------ Entries supplied ------
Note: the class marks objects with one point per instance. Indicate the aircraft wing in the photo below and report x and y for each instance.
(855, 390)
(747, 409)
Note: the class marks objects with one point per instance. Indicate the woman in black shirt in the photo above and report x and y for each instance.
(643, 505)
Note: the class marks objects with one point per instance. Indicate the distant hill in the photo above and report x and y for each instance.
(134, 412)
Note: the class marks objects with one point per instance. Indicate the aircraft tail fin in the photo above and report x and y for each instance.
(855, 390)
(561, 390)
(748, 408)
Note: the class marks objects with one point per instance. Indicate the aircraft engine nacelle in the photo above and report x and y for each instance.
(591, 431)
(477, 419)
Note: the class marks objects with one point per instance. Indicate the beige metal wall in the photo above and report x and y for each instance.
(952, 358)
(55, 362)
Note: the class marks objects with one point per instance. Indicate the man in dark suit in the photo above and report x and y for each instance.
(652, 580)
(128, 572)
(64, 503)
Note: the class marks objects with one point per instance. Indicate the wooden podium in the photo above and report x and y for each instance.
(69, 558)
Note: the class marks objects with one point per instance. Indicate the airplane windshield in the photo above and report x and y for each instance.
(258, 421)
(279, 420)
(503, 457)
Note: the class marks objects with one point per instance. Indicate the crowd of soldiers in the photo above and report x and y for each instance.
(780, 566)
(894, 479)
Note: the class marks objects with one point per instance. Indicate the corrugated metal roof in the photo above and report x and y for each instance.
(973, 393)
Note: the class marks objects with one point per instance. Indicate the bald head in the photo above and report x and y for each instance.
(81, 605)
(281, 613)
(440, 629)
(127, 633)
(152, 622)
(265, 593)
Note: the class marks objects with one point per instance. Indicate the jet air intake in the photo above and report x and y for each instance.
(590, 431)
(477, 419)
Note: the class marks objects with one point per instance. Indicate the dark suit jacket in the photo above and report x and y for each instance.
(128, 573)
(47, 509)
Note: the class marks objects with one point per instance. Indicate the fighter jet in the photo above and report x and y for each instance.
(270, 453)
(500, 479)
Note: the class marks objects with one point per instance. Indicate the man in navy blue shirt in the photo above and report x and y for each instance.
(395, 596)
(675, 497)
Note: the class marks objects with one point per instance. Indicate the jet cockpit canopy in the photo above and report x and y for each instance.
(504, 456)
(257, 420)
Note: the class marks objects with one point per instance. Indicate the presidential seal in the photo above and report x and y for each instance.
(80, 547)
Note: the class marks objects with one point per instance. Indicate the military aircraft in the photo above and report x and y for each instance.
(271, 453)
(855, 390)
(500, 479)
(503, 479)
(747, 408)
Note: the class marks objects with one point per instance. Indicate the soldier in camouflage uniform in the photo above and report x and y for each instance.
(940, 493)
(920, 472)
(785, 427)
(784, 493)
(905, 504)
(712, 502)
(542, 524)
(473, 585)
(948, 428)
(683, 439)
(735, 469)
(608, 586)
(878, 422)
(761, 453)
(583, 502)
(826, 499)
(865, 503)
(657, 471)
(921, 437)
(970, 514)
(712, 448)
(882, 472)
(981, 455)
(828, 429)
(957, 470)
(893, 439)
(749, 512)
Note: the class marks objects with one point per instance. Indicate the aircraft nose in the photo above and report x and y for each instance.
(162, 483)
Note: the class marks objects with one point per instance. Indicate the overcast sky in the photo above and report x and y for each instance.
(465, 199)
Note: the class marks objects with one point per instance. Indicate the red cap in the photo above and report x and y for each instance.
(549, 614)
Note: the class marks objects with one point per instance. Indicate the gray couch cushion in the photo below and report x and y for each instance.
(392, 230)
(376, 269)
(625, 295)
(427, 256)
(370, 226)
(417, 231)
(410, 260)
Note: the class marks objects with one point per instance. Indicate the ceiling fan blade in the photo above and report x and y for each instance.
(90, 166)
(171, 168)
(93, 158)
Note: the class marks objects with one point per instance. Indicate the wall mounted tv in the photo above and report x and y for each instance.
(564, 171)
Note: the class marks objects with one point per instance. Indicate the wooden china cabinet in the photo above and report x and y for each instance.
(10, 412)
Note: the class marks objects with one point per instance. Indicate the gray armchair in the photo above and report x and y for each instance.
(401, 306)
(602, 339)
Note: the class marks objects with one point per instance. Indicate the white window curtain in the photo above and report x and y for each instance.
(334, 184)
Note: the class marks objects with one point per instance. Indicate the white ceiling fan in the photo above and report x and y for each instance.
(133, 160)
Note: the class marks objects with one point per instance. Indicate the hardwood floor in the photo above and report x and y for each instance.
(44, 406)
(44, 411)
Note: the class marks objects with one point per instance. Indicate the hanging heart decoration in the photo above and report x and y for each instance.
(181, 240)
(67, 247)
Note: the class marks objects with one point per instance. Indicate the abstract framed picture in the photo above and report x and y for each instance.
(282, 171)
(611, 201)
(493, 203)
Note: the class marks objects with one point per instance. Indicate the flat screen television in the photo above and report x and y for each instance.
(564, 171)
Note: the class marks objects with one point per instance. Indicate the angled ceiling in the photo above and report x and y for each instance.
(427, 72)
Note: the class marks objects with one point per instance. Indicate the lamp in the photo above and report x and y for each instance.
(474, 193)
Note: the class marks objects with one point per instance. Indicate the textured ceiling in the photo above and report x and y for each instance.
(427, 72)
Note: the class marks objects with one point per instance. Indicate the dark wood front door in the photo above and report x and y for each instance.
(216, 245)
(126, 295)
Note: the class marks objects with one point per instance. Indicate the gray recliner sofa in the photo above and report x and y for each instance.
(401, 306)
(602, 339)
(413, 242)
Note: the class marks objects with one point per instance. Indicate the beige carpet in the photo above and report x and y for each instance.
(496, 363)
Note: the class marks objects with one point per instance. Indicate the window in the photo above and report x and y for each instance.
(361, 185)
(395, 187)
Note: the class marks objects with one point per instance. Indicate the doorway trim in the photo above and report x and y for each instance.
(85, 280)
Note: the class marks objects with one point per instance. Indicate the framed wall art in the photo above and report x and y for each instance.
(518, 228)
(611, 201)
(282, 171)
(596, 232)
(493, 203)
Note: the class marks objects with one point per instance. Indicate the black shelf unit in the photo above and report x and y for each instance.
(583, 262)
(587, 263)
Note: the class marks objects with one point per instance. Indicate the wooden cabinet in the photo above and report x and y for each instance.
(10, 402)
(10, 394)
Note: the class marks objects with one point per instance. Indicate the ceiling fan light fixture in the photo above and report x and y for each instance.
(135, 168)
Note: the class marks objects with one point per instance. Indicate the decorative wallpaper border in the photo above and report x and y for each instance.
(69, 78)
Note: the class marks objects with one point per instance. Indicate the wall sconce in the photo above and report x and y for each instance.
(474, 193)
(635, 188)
------
Only the lines from the one containing "Indicate the framed" to the end of the data should be printed, exactly as they stand.

*Exercise result:*
Note: the class marks objects with one point per instance. Indicate the framed wall art in the photo above and report x and y for each instance.
(518, 228)
(611, 201)
(282, 171)
(596, 232)
(493, 203)
Note: the class marks objects with one point per instance. Indicate the black shelf unit in the photo above and report x and y for each instance.
(583, 262)
(587, 263)
Note: the class marks objects with one point per instance. Indicate the wooden cabinet in the photo above and report x and y for each instance.
(10, 402)
(10, 394)
Note: the class marks objects with one point per instance. Indicate the ceiling fan light fixture in the photo above and report x and y for each instance.
(135, 168)
Note: the class marks objects with one point per instance. Indicate the decorative wallpaper border in the photo above and report x and y for each instance.
(69, 78)
Note: the class marks objects with one point per instance. Indicate the wall sconce in the photo above and report x and y for each instance.
(474, 193)
(635, 188)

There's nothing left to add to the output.